* SELECTED EXCERPT
________________
# Fertilizing with whole fish?



## MidwestMatthew (Mar 12, 2016)

Being a novice fisherman, I didn't realize the sunfish I caught last week weren't big enough to be worth cleaning. After frying one up and enjoying two small bites of meat, I decided they might make better fertilizer than food.

We have raised beds that we're doing square foot gardening with. My thought was to bury a fish in each square as soon as we're done with it after harvest.

I have two concerns about this:

1.) Will a whole fish (each about the size of my palm) reliably decompose before spring planting? We're in Zone 5b and would likely bury the fish in late September or so.

2.) Will fertilizing with fish cause an "off" or "fishy" flavor to next year's vegetables?

Also, would there be any benefit to cutting the fish up a bit before burying them?

Would appreciate any thoughts on this, as I could easily catch plenty more of the little guys to do the entire garden.

Thanks!

Matthew


----------



## jwal10 (Jun 5, 2010)

Palm size, perfect for filleting, zip, zip, skin fillet. I would only take the bigger fish and let the rest grow up big enough to eat. I always have plenty of fish waste. Problem with using whole fish is they rot down and leave a void. I like them buried a foot or so to keep cats and other varmints from digging them up. I use a lot of fish waste under plants, not under seeded beds. Another thing that works well is to make tea, chop up small let set, strain and add to watering can.

Yes, it would decompose. No detected flavor change....James


----------



## 1shotwade (Jul 9, 2013)

First,why would you not eat the fish? I can't concieve of it not tasting good! Other that that you can do a lot with fish. One person bow fish's for carp all summer. They are a high oil fish.The smaller fish say 15" or so down will be filleted and eaten. The larger will be filleted then cut into chunks about 1" cube,packed in pint jars and made into"Poorman salmon".

All the heads are given to the chickens to clean the meat off of then dried and ground into bone meal for the plants.The rest of the waste is ground in a meat grinder and stored in five-gallon buckets with lids for 1-3 months.After that the liquid is poured off and let set over night to separate. The next day the oil is collected to use as a trapping lure,the remaining liquid is cut 10 to 1 with water and used as a compost tea and the remaining solids are saved and sealed in five gallon buckets to be used as a fertilizer,being placed 8-12 inches under the row you are intending to plant. Absolutely zero waste. 
Wade


----------



## Murby (May 24, 2016)

I can't speak to the fish, but I can tell you a bit of interesting experience I'm having right now.

We have pigs behind a 4ft chain link fence with a elec. fence wire on their side that is off set from the fence about 12 inches.

When I feed our pigs, I dump all the veggies into the tractor bucket and just dump it all on the ground over the fence.

The pigs tend to push a bit up against the fence and they can't eat it because its too close to the hot wire that keeps them away from digging under the chain link.

Anyhow.. the food rots there up against the fence, the soil turns deep black color.
________________
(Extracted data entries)
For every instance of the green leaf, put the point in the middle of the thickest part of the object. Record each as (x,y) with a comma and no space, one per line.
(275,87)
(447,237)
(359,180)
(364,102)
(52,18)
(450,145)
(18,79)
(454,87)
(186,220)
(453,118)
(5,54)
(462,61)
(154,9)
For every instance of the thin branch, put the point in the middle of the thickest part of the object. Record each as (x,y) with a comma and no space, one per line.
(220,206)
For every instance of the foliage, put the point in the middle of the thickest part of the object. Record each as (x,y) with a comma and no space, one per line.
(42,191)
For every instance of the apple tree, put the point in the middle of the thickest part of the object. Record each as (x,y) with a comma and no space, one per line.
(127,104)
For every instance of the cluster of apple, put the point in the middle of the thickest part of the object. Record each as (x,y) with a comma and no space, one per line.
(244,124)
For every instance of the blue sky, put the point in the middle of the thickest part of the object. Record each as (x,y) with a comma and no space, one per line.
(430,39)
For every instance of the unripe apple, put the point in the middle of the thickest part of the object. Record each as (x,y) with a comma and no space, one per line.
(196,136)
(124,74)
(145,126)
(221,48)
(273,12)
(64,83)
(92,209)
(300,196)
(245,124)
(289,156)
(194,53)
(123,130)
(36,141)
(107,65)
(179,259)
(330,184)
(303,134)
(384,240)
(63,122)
________________
* WHAT IS ASKED
Extend the forum thread above on fertilizing a garden with whole fish, picking up right after its final sentence.

* REPLY TO THE EXERCISE
We have beans growing on that fence this year... its about 300 feet worth of them and in the area's where I dump the food, the beans are going crazy!!! and I mean crazy! 

Seems to me it all rots in a couple weeks... especially once the bugs get a hold of it.


----------



## MidwestMatthew (Mar 12, 2016)

I hadn't thought about cats coming along. Maybe I'd better wait to bury them until I can cover the beds tightly with black plastic? Otherwise I guess I could mash up the fish a bit and add them to our compost bin - although I imagine that could stink like crazy!

The fish I tried tasted OK, but perhaps jwal10's palm-sized sunfish are fatter than mine. These things literally have no meat other than about a 1/4" strip along the backbone. There's no fillet whatsoever, and the effort to clean and prepare them hardly seems worth it if I can make some other use of them. The area where I caught them is totally overrun with sunfish and I have since found out this lake is known for its sunfish having very poor body composition. The recommendation is to take as many as possible in the hopes that less competition will help them begin to grow bigger.


----------



## 1shotwade (Jul 9, 2013)

I agree! Contrary to what most people believe,fishing is the very best thing you can do to an enclosed body of water.I think more in the terms of ponds rather than lakes but it applies in either case.

X amount of water will only hold Y pounds of fish. You have a choice of Y pounds of many little fish or Y pounds of a few bigger fish! Either way you can not increase the carrying capacity of the water very much.It's just a matter of what you desire.

What you can do is introduce more food to the water to increase the carrying capacity.This is best done by hanging a metal screened cage above the water with road kill in it. It provides the right habitat for flies to lay their eggs and the spikes fall into the water.

Wade


----------



## geo in mi (Nov 14, 2008)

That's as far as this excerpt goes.